=== 出題 ===
天神ビッグバンについての本文抜粋を読み、次の問いにそれぞれ答えてください。
(a) 天神ビッグバンは何年に発足し、2024年までに何棟の民間ビルの建て替えを目標としていますか。
(b) 天神明治通り街づくり協議会(MDC)は何年何月に、何者の地権者によって立ち上げられましたか。
(c) 福岡市が2008年8月に策定した方策の名称は何ですか。

=== 本文抜粋 ===

「天神ビッグバン」って、何?①

「天神ビッグバン」で、福岡市・天神を一変させる計画について解説。

九州最大の繁華街、福岡市・天神地区で、商業施設の閉店ラッシュが始まっています。そして、数年後には、これまでなかった高さ100m級のビルが登場します。これを可能にした福岡市の再開発促進事業「天神ビッグバン」計画は、私たちの目の前に一体、どのようなまちを出現させるのか。シリーズで探ります。

[天神ビッグバンとは?】

アジアの拠点都市としての役割・機能を高め、新たな空間と雇用を創出するプロジェクト。
天神駅(天神交差点)を中心に、半径500m圏内を対象としたエリアで行われている再開発である。2015年に発足したプロジェクトで、2024年までに30棟の民間ビルの建て替えを目標に掲げている。

飲食店の閉店でランチの行き先に困るサラリーマンやOL、その一方で再出店をあきらめる経営者たち

福岡ビル、天神コア、天神ビブレ、メディアモール天神(MMT)、イムズ…。このところ、天神地区でビルの建て替えや商業施設閉店のニュースが相次いでいる。

それに伴う飲食店の閉店も50店舗以上に上り、サラリーマンやOLの間では、ランチの行き先に困るという声が漏れてくる。そして、テナントの経営者たちからはいったん閉鎖後の再出店をあきらめるという声も上がっている。

老朽化したビルの建て替えに伴うものであるが、ここにきて急に動き出した背景には、福岡市の再開発促進事業「天神ビッグバン」計画がある。

天神の多くのビルは建て替えの更新期にあった。しかし、容積率の規定がこれを阻んでいた

天神地区を再開発して、アジアで最も創造的なビジネス街を目指す動きは早くからあったが、都心部再開発のネックの1つがビルの容積率であった。1973年の都市計画法改正で、福岡市の場合、都心部における容積率は400~800%に指定された。

それ以前に完成し更新期を迎えたビルは、規定自体がなかったため指定容積率を超えるものが多数あり、既存の10階建てのビルが8階までしか認められないといったことがあった。

賃貸ビルは、駐車場や駐輪場の付設義務、パソコン機器などの普及で1階あたりの階高も高くなっており、5割り増しぐらいの容積率が認められないと建て替えに踏み切れないという指摘もあった。

交通渋滞など都市の弊害や来街者の減少なども見受けられ、危機感を抱いた天神明治通り地区の地権者11者は2008年6月、「天神明治通り街づくり協議会」(MDC)を立ち上げ、福岡市に対して機能更新における計画を提案した。

対象エリアは、東は那珂川畔から西は天神西通りまでの約700mの区間南北は明治通りを中心にそれぞれ概ね1街区(約80m)の幅を持つ約17haのエリアであった。

同地区には、約100棟のビルが立ち並ぶが、約半数が築40年を超えて更新期にあたり、大きな転換期を迎えていたのである。

■天神明治通り地区対象エリア


(天神明治通り街づくり協議会HPより) 

容積率の特例制度と公開空地などの割り増しを含めると、600%の緩和が可能となった

福岡市は2008年8月、「福岡市都心部機能更新誘導方策」を策定し、容積率超過建築物の円滑な建て替え促進を始めた。この方策は既存の税制・融資・助成等の活用を図る施策でもあった。

=== 提供データ ===
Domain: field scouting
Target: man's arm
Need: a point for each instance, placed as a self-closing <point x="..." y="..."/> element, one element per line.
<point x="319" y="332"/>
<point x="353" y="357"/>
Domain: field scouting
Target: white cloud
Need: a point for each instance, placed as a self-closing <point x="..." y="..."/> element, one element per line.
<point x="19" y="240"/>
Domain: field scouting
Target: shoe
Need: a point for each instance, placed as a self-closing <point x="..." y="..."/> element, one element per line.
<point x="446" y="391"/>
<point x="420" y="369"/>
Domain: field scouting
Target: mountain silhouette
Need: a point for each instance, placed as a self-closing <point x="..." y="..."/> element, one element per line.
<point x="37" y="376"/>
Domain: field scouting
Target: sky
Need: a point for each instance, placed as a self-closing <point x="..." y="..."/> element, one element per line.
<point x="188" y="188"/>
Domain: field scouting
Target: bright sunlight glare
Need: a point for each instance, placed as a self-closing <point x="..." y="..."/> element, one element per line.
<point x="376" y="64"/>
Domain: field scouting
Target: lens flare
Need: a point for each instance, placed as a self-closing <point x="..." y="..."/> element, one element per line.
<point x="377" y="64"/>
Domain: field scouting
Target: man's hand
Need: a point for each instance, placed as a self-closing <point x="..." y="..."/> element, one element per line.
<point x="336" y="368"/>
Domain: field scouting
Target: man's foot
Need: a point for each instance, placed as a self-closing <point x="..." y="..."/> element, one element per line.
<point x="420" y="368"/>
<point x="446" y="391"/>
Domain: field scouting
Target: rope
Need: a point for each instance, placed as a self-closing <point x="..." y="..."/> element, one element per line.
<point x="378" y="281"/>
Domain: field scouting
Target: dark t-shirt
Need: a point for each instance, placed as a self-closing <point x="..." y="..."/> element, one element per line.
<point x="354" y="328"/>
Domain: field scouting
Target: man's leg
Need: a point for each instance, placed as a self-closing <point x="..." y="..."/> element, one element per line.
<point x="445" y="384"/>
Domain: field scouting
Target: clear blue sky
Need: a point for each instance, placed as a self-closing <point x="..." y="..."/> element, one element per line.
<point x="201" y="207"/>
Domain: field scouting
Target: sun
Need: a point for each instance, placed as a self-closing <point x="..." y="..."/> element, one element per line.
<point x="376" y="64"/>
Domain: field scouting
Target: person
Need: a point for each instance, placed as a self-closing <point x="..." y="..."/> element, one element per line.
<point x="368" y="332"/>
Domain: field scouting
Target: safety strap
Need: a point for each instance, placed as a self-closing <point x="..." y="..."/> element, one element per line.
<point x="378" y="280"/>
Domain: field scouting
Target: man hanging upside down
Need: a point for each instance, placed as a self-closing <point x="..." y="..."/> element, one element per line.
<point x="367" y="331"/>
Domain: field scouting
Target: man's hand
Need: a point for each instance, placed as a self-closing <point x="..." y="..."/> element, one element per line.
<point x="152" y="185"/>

=== 解答 ===
(a) 2015年に発足し、30棟の民間ビルの建て替えを目標としています。
(b) 2008年6月に、天神明治通り地区の地権者11者によって立ち上げられました。
(c) 「福岡市都心部機能更新誘導方策」です。